(Dataset entries)
+--

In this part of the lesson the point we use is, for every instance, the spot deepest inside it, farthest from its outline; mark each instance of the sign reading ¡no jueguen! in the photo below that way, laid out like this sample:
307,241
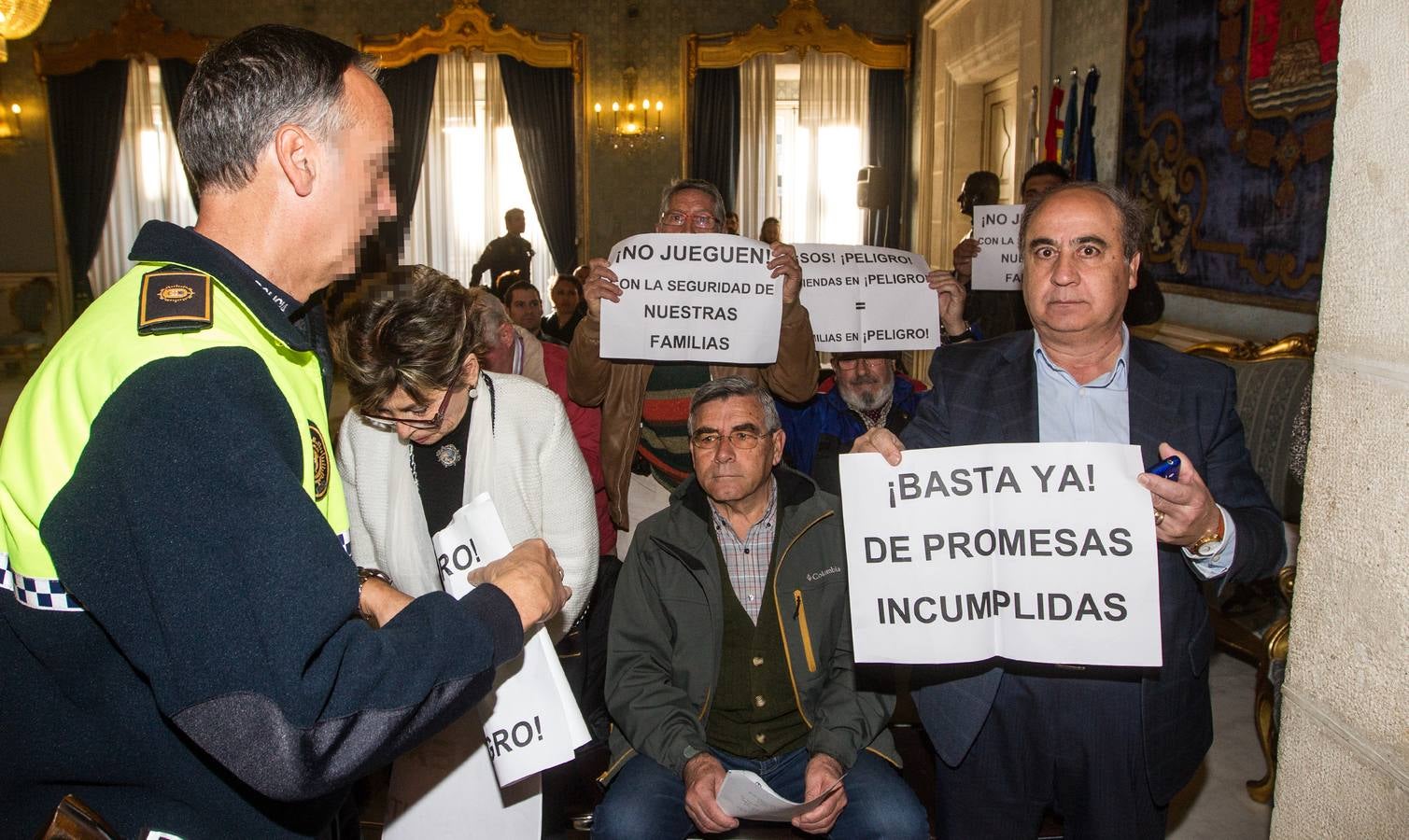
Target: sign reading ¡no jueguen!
1041,553
700,298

+--

● **Directions for this task**
Since the pictures are not wanted, write out the rest of the data exactly as it reads.

● **Written response**
In this part of the lesson the point we use is, for every instance, the spot deepest inside it, farthest from its outline; mark each instance of the sign reading ¡no jueguen! in the photo below that way, laid out like this sample:
307,241
Target: sign reading ¡no jueguen!
1041,553
700,298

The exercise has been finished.